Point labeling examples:
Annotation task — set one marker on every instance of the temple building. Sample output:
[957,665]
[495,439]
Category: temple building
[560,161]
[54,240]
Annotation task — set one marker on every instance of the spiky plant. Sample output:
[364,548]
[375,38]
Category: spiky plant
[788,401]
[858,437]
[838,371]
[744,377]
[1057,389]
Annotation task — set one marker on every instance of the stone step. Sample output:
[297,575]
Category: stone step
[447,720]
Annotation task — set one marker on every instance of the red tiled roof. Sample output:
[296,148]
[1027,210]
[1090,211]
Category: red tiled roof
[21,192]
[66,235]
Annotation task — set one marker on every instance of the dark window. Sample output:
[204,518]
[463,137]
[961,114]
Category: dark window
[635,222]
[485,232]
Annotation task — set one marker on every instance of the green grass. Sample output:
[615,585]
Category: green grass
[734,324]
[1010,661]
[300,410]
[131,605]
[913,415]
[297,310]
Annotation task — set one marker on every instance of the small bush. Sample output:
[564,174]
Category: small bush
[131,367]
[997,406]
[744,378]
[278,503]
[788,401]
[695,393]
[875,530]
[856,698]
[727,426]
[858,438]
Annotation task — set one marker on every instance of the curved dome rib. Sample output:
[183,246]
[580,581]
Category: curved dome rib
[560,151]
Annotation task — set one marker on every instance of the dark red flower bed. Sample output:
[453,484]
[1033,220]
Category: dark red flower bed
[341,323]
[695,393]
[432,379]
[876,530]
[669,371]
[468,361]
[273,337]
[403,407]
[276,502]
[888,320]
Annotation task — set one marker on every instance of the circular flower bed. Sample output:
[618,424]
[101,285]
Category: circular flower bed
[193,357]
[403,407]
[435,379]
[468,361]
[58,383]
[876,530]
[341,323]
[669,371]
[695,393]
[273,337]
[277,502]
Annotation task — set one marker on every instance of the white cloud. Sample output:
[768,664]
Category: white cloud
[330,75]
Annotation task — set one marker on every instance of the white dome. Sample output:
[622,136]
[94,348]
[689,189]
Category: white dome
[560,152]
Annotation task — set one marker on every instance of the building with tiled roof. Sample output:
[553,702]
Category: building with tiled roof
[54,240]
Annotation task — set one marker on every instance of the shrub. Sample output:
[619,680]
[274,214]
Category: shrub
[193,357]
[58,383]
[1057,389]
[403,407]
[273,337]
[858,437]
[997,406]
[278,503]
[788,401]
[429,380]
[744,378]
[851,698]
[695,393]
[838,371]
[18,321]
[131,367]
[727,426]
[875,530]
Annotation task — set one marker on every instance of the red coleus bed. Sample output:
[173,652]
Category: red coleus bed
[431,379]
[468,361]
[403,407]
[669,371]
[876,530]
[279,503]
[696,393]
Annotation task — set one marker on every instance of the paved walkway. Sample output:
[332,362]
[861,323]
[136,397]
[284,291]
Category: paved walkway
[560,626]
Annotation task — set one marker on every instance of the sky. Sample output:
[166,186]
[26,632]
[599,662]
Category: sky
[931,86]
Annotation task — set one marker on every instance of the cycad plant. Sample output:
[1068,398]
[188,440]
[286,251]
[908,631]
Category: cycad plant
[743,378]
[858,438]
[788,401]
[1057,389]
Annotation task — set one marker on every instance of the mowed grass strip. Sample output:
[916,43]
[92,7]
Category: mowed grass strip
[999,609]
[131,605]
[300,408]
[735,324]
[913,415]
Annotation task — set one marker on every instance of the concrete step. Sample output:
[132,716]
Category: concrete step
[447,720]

Goal: Everything from the line with "of the sky." to the end of the listing above needs to be duplicated exactly, both end lines included, with nothing more.

Finished answer:
Annotation task — set one marker on every instance of the sky. Sample output:
[166,186]
[26,632]
[599,662]
Category: sky
[931,86]
Annotation task — set one marker on every instance of the cycad plant. Sample output:
[1068,398]
[188,440]
[286,251]
[908,631]
Category: cycad plant
[743,378]
[858,438]
[788,401]
[1057,389]
Annotation task — set one marker on every instance of the mowed grass strip. Sample output:
[916,43]
[92,7]
Category: mowed grass strip
[999,609]
[131,605]
[300,408]
[735,324]
[913,415]
Annotation task — set one marker on every instance of the concrete step. Sample output:
[132,716]
Category: concrete step
[447,720]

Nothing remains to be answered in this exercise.